Text provided »
## START

In this work, we synthesized a ceramic—SrTiO_{3}—with a microwave relative permittivity *ε*_{r} of over 290 considering the loss-permittivity balance and our synthesis technique. By fabricating a square array of SrTiO_{3} pillars in a BaTiO_{3} background matrix, we can develop a DCZIM (Fig. 1a). This metamaterial’s lattice constant is one tenth of the free-space wavelength, which satisfies the effective medium condition [21] that leads to high homogeneity. By fully leveraging this metamaterial’s highly uniform in-phase radiation in the near field, we can develop a high-directivity antenna even when its aperture size (size of radiation surface) is smaller than the operating wavelength. This antenna has various applications in wireless communications, remote sensing, and global positioning satellites. Other than antenna, we can also develop a DCZIM-based concave lens with an ultrashort focal length. Beyond antennas and lenses, our highly homogeneous ZIM can be used for various fundamental research and potential applications, including ultracompact zero-index waveguides and cavities [22], ultrathin free-space zero-index cloaks [10], and high-performance superconducting quantum computing [23].

## 2 Results and discussion

### 2.1 Zero-index metamaterial

For a homogeneous metamaterial with exotic effective constitutive parameters, the lattice constant *a* and the geometric size of its inclusion *δ* must satisfy \(\frac{{{\text{max}}\left( {a,\delta } \right)}}{{\lambda_{0} }}\) > 0.01, where *λ*_{0} is the free-space wavelength [21]. Such a criterion requires that *a* and *δ* have to be sufficiently large so that the metamaterial can exhibit extreme constitutive parameters in the anomalous dispersion regime. This condition can usually be satisfied by engineering the unit-cell structure of a metamaterial. Furthermore, the homogenization criterion \(\frac{{{\text{max}}\left( {a,\delta } \right)}}{{\lambda_{0} }}\) < 0.2 limits the upper bound of *a* and *δ*, leading to a metamaterial behaving as a homogeneous bulk medium with effective constitutive parameters. However, this homogenization criterion is generally challenging to satisfy because it requires a high-permittivity inclusion and background matrix to achieve anomalous dispersion in the long wavelength regime. Such high-permittivity materials are usually unavailable [24] in nature.

## END

Extracted records »
## START

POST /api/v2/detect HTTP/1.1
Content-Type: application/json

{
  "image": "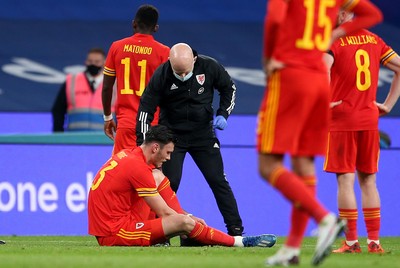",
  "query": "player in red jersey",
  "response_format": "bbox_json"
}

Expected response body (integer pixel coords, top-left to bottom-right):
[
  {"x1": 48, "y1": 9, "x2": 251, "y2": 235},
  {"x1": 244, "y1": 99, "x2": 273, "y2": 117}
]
[
  {"x1": 88, "y1": 125, "x2": 276, "y2": 247},
  {"x1": 102, "y1": 5, "x2": 169, "y2": 154},
  {"x1": 257, "y1": 0, "x2": 382, "y2": 265},
  {"x1": 324, "y1": 11, "x2": 400, "y2": 253}
]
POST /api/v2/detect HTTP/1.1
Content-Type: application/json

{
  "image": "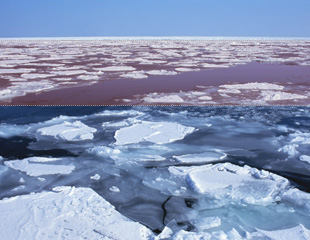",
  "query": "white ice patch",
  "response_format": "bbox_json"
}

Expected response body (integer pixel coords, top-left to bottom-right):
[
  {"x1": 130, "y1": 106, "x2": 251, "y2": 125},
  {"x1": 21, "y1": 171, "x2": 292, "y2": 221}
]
[
  {"x1": 278, "y1": 144, "x2": 299, "y2": 156},
  {"x1": 169, "y1": 163, "x2": 289, "y2": 205},
  {"x1": 173, "y1": 151, "x2": 226, "y2": 163},
  {"x1": 37, "y1": 121, "x2": 97, "y2": 141},
  {"x1": 261, "y1": 91, "x2": 308, "y2": 101},
  {"x1": 4, "y1": 157, "x2": 75, "y2": 177},
  {"x1": 114, "y1": 121, "x2": 195, "y2": 145},
  {"x1": 299, "y1": 155, "x2": 310, "y2": 164},
  {"x1": 220, "y1": 82, "x2": 284, "y2": 90},
  {"x1": 175, "y1": 68, "x2": 200, "y2": 72},
  {"x1": 121, "y1": 71, "x2": 148, "y2": 79},
  {"x1": 0, "y1": 187, "x2": 155, "y2": 240},
  {"x1": 96, "y1": 66, "x2": 136, "y2": 72},
  {"x1": 218, "y1": 88, "x2": 241, "y2": 94},
  {"x1": 146, "y1": 70, "x2": 178, "y2": 76},
  {"x1": 0, "y1": 68, "x2": 35, "y2": 74},
  {"x1": 143, "y1": 94, "x2": 184, "y2": 103},
  {"x1": 51, "y1": 70, "x2": 87, "y2": 76},
  {"x1": 90, "y1": 173, "x2": 100, "y2": 181},
  {"x1": 21, "y1": 73, "x2": 55, "y2": 79}
]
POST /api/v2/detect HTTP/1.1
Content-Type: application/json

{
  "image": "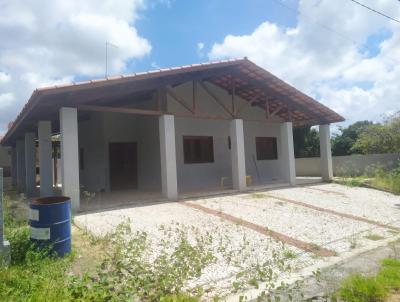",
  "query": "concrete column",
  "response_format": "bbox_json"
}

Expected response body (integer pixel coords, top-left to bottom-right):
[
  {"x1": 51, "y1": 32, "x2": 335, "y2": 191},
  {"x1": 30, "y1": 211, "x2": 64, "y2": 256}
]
[
  {"x1": 25, "y1": 132, "x2": 36, "y2": 197},
  {"x1": 11, "y1": 146, "x2": 17, "y2": 188},
  {"x1": 60, "y1": 107, "x2": 80, "y2": 211},
  {"x1": 38, "y1": 121, "x2": 53, "y2": 197},
  {"x1": 319, "y1": 124, "x2": 333, "y2": 181},
  {"x1": 0, "y1": 168, "x2": 10, "y2": 267},
  {"x1": 16, "y1": 139, "x2": 26, "y2": 193},
  {"x1": 280, "y1": 122, "x2": 296, "y2": 186},
  {"x1": 159, "y1": 114, "x2": 178, "y2": 200},
  {"x1": 230, "y1": 119, "x2": 246, "y2": 190}
]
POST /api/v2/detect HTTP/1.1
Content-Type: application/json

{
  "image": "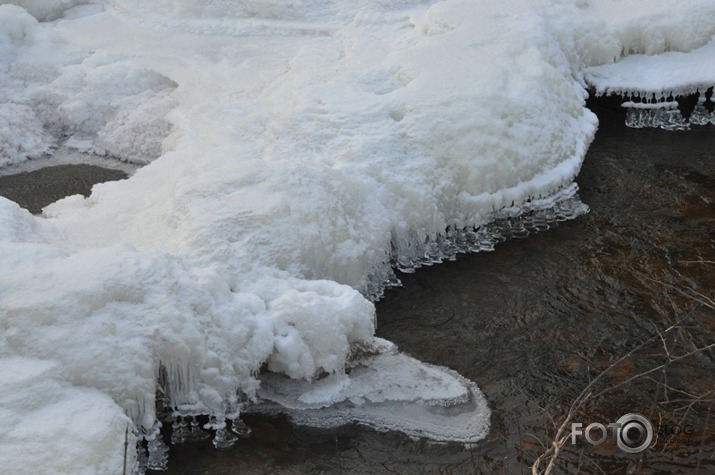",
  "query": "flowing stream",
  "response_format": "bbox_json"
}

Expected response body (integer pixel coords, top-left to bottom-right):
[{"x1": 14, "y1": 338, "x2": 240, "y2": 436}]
[{"x1": 0, "y1": 99, "x2": 715, "y2": 475}]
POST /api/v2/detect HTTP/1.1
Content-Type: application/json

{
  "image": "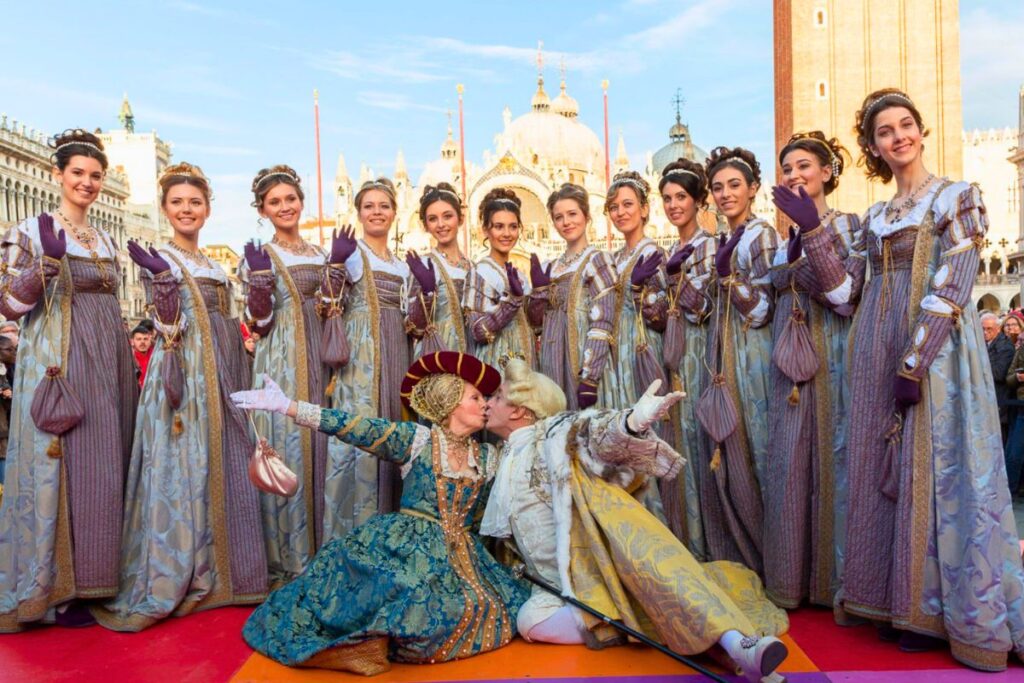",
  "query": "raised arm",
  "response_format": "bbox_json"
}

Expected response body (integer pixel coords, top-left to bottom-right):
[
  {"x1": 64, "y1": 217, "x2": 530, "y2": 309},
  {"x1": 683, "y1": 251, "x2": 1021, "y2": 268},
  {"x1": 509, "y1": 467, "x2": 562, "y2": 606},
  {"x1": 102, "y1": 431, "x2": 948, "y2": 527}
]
[
  {"x1": 0, "y1": 214, "x2": 67, "y2": 321},
  {"x1": 897, "y1": 185, "x2": 988, "y2": 402},
  {"x1": 465, "y1": 268, "x2": 525, "y2": 344}
]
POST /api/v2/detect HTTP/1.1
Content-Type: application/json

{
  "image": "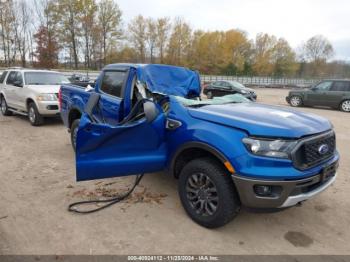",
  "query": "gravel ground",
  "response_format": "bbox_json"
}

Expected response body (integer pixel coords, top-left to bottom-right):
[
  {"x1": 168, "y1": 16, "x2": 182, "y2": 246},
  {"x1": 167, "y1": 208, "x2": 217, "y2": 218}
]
[{"x1": 0, "y1": 89, "x2": 350, "y2": 255}]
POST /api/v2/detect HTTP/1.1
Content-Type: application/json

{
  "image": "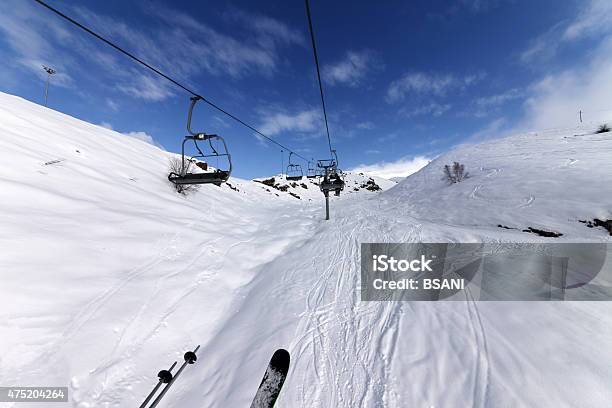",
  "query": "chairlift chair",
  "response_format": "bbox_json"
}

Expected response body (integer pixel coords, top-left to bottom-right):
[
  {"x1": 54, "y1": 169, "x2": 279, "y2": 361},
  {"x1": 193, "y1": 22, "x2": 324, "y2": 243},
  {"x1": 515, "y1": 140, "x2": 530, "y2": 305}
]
[
  {"x1": 306, "y1": 162, "x2": 318, "y2": 178},
  {"x1": 317, "y1": 159, "x2": 344, "y2": 196},
  {"x1": 286, "y1": 152, "x2": 304, "y2": 181},
  {"x1": 168, "y1": 96, "x2": 232, "y2": 186}
]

## END

Instruction 1 »
In the metamaterial passage, what fraction of the free-space wavelength is the lattice constant of the metamaterial?
Instruction 2 »
How many lines of the records contain the string "query", with case taken into account? Reply with the number alone.

Finished answer 1 »
One tenth of the free-space wavelength.

Finished answer 2 »
7